**Problem 1**
Transcribe the part of the HGVC season points thread below that begins at the words "I have a question" and stops after "Silver, Gold, Platinum.".
**Problem 2**
Pick up the HGVC season points thread below after its final sentence and carry it forward.

**Document extract**

_ _ _ _ _

# HGVC Season Points



## 1kabooki (Apr 10, 2007)

Thanks for all of your information.  This is my first post to the TUG BBS.  

I have a question regarding the clubpoint values system.  As per the very useful link about HGVC (http://www.tug2.net/advice/hgvc.htm) on the pinned post (http://www.tugbbs.com/forums/showthread.php?t=24754), there are 4 seasons.  Bronze, Silver, Gold, Platinum.  

In the materials I received from HGVC Vacations Introductions Program for the Las Vegas Hilton on the strip, I see that there are only Gold and Platinum seasons for the resorts in the program.  Some only have one season.  For  example, the Hawaii Hilton Village resort only has one season that costs 5,000 points for one week.  The Las Vegas Strip Hotel only has a Gold and Platinum season.  In contrast, the TUG HGVC advice post notes that the Hawaii resort has 2 seasons and that the Las Vegas Hotel has 4 seasons.

Has the point system seasons changed?  Thanks in advance for your help.


----------



## PigsDad (Apr 10, 2007)

The point system has not changed -- not every resort has every season.  You can check out the season chart to see all of the resorts and their respective seasons.

The number of points needed to stay at a HGVC property depend on two things: season, and unit type.  When you say that "the Hawaii Hilton Village resort only has one season that costs 5,000 points for one week", what you mean is that a standard 2BR unit would cost 5000 points in Gold season.  In Platinum season, you could stay in a standard 1BR unit for 4800 points, for example.  Or even less points for a studio.  You can look at the point chart to see the full list of room types and point costs for each season.

Hilton has announced that units at some of new resorts will require more points, but will have extra amenities.  For example, the new tower at HHV will require more points, but it also will have a water park available only to those who stay there.

Kurt


----------



## na2006 (May 4, 2007)

Does anyone know where to find HGVC points one will *get* when you *buy* a particular season/unit?

NA


----------



## dvc_john (May 4, 2007)

na2006 said:


> Does anyone know where to find HGVC points one will *get* when you *buy* a particular season/unit?
> 
> NA



Just look at the 2 charts in PigsDad's post above.

Look up the resort/week you are purchasing in the 'season chart' to find the season.
Then in the point chart, look up the weekly rate for the type of unit/season being purchased.  eg a 2-br in gold season is 5000 points.


----------



## Bill4728 (May 4, 2007)

Pigsdad was right that not all resorts have all the seasons. In Hawaii where demand is very strong most of the year ~45 weeks are platinum and only 5-7 are gold. HA has no silver or bronze. But in Scotland, the dead of winter has both silver and bronze weeks. 

Hope that helps


----------



## na2006 (May 11, 2007)

PigsDad said:


> The point system has not changed -- not every resort has every season.  You can check out the season chart to see all of the resorts and their respective seasons.
> Kurt



This is an old seasons chart. I just reveiced fax of new seasons from a HGVC resort but its not a clear print. Anyone has 2007 seasons chart?

_ _ _ _ _

**Data extract**
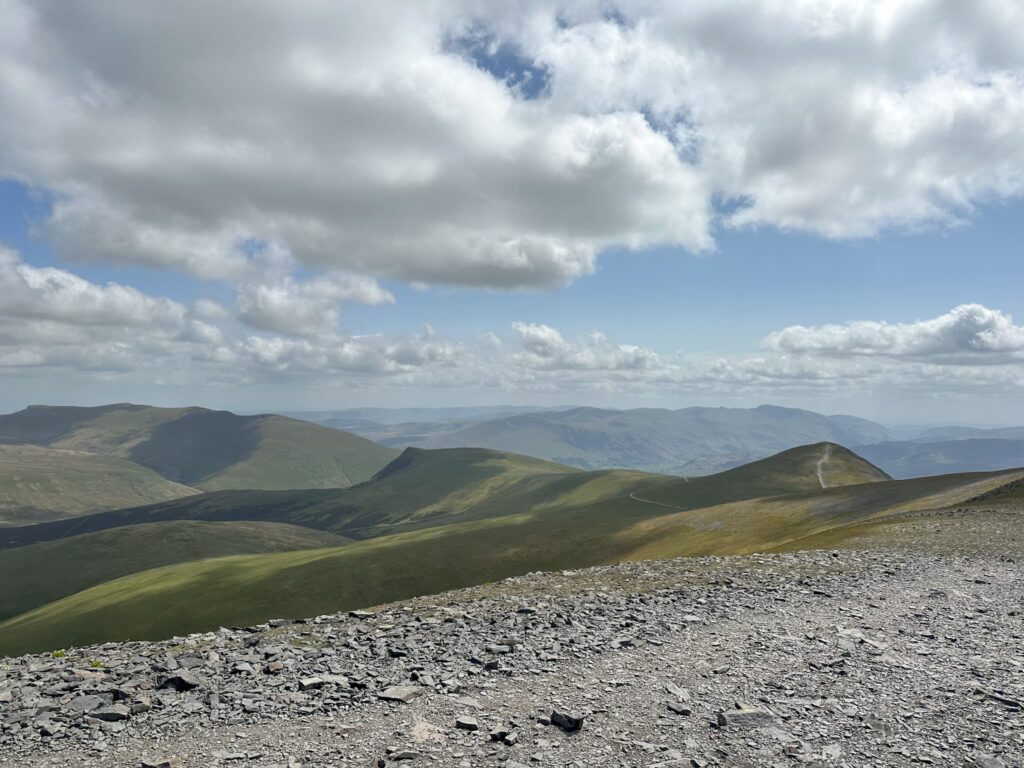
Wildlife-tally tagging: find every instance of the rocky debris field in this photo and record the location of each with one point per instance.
(815, 658)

_ _ _ _ _

**Expected output 1**
I have a question regarding the clubpoint values system.  As per the very useful link about HGVC (http://www.tug2.net/advice/hgvc.htm) on the pinned post (http://www.tugbbs.com/forums/showthread.php?t=24754), there are 4 seasons.  Bronze, Silver, Gold, Platinum.

**Expected output 2**
Does anyone who has  HGVC guide book for 2007 can post HGVC points rules? like how to convert them to HHonors or bank them to next years, etc?

NA


----------



## rkdahl (May 12, 2007)

na2006 said:


> Does anyone who has  HGVC guide book for 2007 can post HGVC points rules? like how to convert them to HHonors or bank them to next years, etc?NA




Convert ClubPoints to HHonorsPoints 

From January 1 to December 31, 2007, you may request to convert all of your 2008 ClubPoints to HHonors points. Please refer to the HGVClub Fee Schedule for applicable fees.

Redeem points for a variety of HHonors Rewards. 
You may combine your converted HHonors points with HHonors points accumulated through stays at the Hilton family of hotels and HHonors partners for even more vacation options. HHonors points have no expiration date. 
The conversion value of ClubPoints to Hilton HHonors points is 23 to 1 (for example, 5,000 ClubPoints = 115,000 HHonors points.)


----------



## awsherm (May 17, 2007)

*HGVC Member Guide*

HGVC has posted an online version of the members guide here: http://www.hgvc.com/mg.

Alex


----------



## Maxrocks (Nov 24, 2008)

*Points chart*

I am unable to open the link to to points chart, would it be possible for someone to email me a copy directly to maxrocks@yahoo.com.  I have been allocated HGVC points in a sweepstakes and would love to use them in the best way possible.  I understand that different dates/locations use a different amount of points.

Any help would be appreciated.


----------



## Sandy VDH (Nov 24, 2008)

Maxrocks said:


> I am unable to open the link to to points chart, would it be possible for someone to email me a copy directly to maxrocks@yahoo.com.  I have been allocated HGVC points in a sweepstakes and would love to use them in the best way possible.  I understand that different dates/locations use a different amount of points.
> 
> Any help would be appreciated.



See the members guide, it has points for all resorts....

http://www.hgvc.com/mg.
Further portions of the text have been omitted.